9.       List  factor that determine the starting torque of a 3 phase induction motor. How this torque does generally compared with the value of the rated torque?

 

 

 

The torque developed by asynchronous induction motors varies with the speed of the motor when its accelerate from full stop or zero speed, to maximum operating speed.

 

 

The starting torque  of an induction motor can vary from as low as 60% of full load torque to as high as 350% of full load torque.  Starting torques for medium to large motors are in the order of 120% of full load torque  to 280% of full load torque. The PF of the motor at start is typically 0.1-0.25, rising to a maximum as the motor accelerates and then falling again as the motor approaches full speed.  Normally it will be 1.5 times the full load torque even though the current may be 5 to 6 times the full load current.

 

10.   State the basic equation from which delta –star & star- delta conversion equation can be derived.

 

In a 3 phase circuit, the three phase windings are kept 120°(electrical)  apart.

Assuming the waves in the three windings to be sinusoidal and counting the tiem from the instant when the emf in phase ‘a’ is zero, the instantaneous values of the three emfs will be given curves, whose equations will be        e_a  =  E_msin(ω t)

                                                                            e_b  =  E_msin(ω t - 120°)

                                                                            e_c   =     E_msin(ω t - 240°)

 

these voltages may be represented by revolving vectors which indicate their maximum values (or rms values).  The actual values of these voltages vary from peak positive to zero and to peak negative values in one revolution of the vectors.  It will be seen that the sum of the above three equations will  be zero.

 

This forms the basic criteria for star-delta or delta –star conversion.

 

11.   Explain what is meant by the term 1. Wave form 2. Frequency 3. Average value?

1.  Wave form:  The shape of the curve obtained by plotting the instantaneous values of voltage or current as the ordinate against time as abscissa is called its wave form

2.  Frequency :  The number of cycles / second is called the frequency of the               

alternating quantity.  Unit Hz.

3.  Average Value:  the average value of an alternating current is expressed by that steady current which transfers across any circuit the same charge as is transferred by that alternating current during the same time.  Average value = 0.637 x maximum value

 

12.    Why is it important to maintain high efficiency of operation and low values of voltage regulation for power transformers?

 

Efficiency of a transformer (or for that matter any machine)  =  output / input 

                                   =  output / output + losses.

The losses in the transformer are copper losses and iron losses.  Iron loss is always remain constant (design factor), but copper losses vary with the load current.  Efficiency becomes maximum when copper losses become equal to iron losses. It is always preferable to operate the machinery at high efficiency, so that the losses are minimum, heating effect is minimum, more output is obtained.

 

 In case of transformer when load increases, the terminal voltage on the secondary decreases (assuming the load is connected to the secondary side), due to its internal resistance and leakage reactance.   The regulation is nothing but the difference in no load terminal voltage on the secondary and the terminal voltage of secondary on load, expresses as %.  If the voltage drop is more on load conditions, then the secondary current has to increase to meet the load or the primary voltage has to increase to meet the requirement.  In both cases the copper losses will increase, which will affect the efficiency.

> Excerpted data:
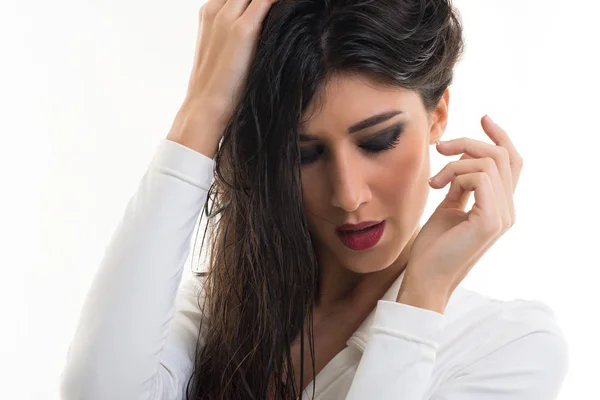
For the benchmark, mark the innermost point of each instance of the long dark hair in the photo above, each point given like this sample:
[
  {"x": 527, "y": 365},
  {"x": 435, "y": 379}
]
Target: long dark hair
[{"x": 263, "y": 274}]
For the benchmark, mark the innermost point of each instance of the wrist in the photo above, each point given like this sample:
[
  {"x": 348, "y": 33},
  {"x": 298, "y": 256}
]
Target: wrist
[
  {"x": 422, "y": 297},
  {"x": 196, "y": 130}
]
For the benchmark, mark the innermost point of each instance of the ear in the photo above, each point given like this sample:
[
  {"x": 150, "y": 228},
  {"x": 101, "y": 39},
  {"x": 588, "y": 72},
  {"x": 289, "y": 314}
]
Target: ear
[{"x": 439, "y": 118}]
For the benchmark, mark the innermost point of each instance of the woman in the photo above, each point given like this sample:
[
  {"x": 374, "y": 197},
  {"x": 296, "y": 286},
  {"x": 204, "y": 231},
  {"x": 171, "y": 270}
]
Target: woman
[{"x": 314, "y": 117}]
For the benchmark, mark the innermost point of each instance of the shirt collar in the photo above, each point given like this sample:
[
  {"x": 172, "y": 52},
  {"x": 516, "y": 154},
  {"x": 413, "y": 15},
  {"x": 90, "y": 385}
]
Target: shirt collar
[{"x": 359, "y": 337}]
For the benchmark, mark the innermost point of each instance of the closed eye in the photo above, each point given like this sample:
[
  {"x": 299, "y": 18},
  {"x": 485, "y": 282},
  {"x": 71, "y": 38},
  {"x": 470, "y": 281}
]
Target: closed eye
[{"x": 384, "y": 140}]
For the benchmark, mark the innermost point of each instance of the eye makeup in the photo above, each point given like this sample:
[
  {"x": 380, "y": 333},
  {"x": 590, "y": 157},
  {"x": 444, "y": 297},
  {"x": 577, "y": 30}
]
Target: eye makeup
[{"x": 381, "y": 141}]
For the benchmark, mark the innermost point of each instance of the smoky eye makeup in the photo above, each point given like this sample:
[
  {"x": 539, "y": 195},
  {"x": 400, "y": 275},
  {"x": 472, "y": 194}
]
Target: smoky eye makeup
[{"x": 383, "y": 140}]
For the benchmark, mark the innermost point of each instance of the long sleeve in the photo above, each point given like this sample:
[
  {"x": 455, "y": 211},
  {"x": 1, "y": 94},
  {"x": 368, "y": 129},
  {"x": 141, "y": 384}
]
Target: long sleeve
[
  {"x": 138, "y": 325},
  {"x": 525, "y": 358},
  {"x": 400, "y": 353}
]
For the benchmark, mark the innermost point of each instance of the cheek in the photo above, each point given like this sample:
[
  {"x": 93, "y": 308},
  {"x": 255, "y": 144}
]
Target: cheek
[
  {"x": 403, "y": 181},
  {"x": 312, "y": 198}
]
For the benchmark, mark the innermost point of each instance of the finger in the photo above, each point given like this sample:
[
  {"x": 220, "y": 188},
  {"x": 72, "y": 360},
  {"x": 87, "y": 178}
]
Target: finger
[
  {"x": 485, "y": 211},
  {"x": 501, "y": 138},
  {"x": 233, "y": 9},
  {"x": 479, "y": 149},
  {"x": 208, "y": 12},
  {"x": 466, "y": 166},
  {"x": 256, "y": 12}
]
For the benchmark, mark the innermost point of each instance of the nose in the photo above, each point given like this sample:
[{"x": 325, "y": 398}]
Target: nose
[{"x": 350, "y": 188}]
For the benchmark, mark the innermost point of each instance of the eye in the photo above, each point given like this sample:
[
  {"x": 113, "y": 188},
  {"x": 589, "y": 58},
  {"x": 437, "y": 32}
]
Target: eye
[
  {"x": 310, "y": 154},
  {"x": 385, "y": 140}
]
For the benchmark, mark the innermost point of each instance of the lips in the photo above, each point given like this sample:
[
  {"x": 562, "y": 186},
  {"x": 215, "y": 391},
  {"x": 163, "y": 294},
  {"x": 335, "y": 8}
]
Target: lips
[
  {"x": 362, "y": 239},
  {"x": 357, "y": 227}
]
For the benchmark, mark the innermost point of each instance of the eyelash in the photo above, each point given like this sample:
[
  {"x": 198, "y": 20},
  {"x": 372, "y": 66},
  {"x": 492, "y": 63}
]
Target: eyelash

> Challenges:
a) List every line of the records above that contains the string "makeup", treating uppercase and lowercase as different.
b) Continue the electrical engineering text from the point where it stops.

> Answers to the exercise:
a)
For the benchmark, mark the innermost point of each instance of the eye makeup in the photo above, each point given like this sample:
Target: eye makeup
For the benchmark, mark the innermost point of each instance of the smoky eye makeup in the photo above, each point given like this sample:
Target: smoky eye makeup

b)
 

Low voltage regulation means, the drop in secondary terminal voltage on load is quite low.  If the power transformer is to be operated at high efficiency, then the voltage regulation has to be low.

 

13.   What is effect on the field flux of an alternator current in the synchronous motor that leads the terminal voltage?

 

This condition refers to that of over excitation.    When running on light load, the torque angle α₁ is small, but armature current I_a1 is comparatively larger and leads terminal voltage V by a larger angle Ф₁.  When more load is applied, the power factor improves and approaches unity.  The armature current also increases thereby producing the necessary increased armature power to meet the increased applied load.  The power factor angle Ф decreases (p.f. increases) at a faster rate than the armature current thereby producing the necessary increased power to meet the

Increased

 

 

 

 

 

 

 

 

 

 

 

 

 

 

14.   Describe the effect of following load on power factor   a) induction motor   b) transformers  c )  partly loaded motors    d) cage type motors?

 

 

 

 

15.   By means of a schematic circuit diagram illustrate the peak rectifier? If the supply voltage is v (t) = Vm sin wt ,what is the voltage across the load resistor?

 

The output of the rectifier circuits is always  pulsating with respect to time.  DC power supply   required should have minimum pulsation or ripple.  This is achieved by adding a filter circuit in the output side.  In peak rectifiers a capacitor filter is used, the value is such a way chosen as to make the ripple as minimum as possible.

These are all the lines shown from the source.